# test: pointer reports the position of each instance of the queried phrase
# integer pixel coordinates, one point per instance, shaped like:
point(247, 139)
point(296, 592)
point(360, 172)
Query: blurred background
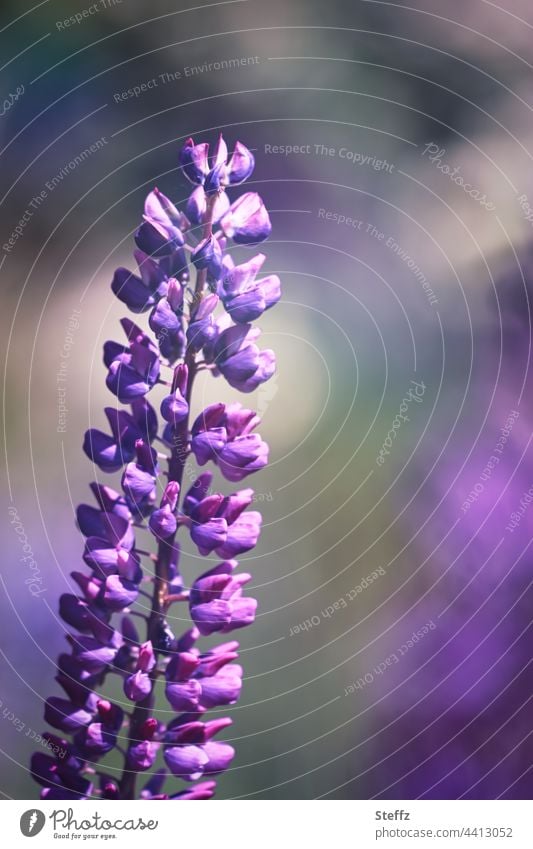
point(391, 657)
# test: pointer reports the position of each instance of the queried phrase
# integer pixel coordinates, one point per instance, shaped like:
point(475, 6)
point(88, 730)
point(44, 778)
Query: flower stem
point(176, 467)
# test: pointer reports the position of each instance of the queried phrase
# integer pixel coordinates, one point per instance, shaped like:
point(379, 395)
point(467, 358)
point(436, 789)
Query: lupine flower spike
point(201, 305)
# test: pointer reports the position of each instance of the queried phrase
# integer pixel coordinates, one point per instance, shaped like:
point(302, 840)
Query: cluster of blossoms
point(202, 327)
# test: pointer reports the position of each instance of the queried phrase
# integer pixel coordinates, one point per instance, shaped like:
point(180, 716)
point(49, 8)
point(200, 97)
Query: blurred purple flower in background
point(186, 326)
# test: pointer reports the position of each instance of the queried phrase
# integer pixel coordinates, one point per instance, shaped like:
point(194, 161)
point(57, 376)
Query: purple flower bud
point(241, 164)
point(251, 303)
point(208, 255)
point(238, 278)
point(197, 492)
point(163, 522)
point(141, 756)
point(239, 359)
point(137, 686)
point(215, 180)
point(220, 153)
point(184, 696)
point(209, 535)
point(78, 613)
point(93, 654)
point(133, 371)
point(224, 688)
point(208, 444)
point(194, 162)
point(247, 221)
point(118, 593)
point(216, 602)
point(139, 479)
point(110, 453)
point(242, 456)
point(59, 713)
point(163, 318)
point(132, 291)
point(174, 408)
point(219, 757)
point(242, 535)
point(196, 681)
point(187, 762)
point(160, 233)
point(95, 740)
point(197, 206)
point(202, 328)
point(202, 790)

□ □ □

# Exercise brief:
Could you reproduce exactly the lines of the entries above, from the one with "point(44, 778)" through the one with "point(436, 789)", and nothing else?

# Output of the task:
point(44, 778)
Query: flower stem
point(176, 467)
# test: pointer reports the position of each instance of the queried phrase
# integer pixel coordinates, one point per instance, shaped like:
point(379, 395)
point(467, 358)
point(436, 789)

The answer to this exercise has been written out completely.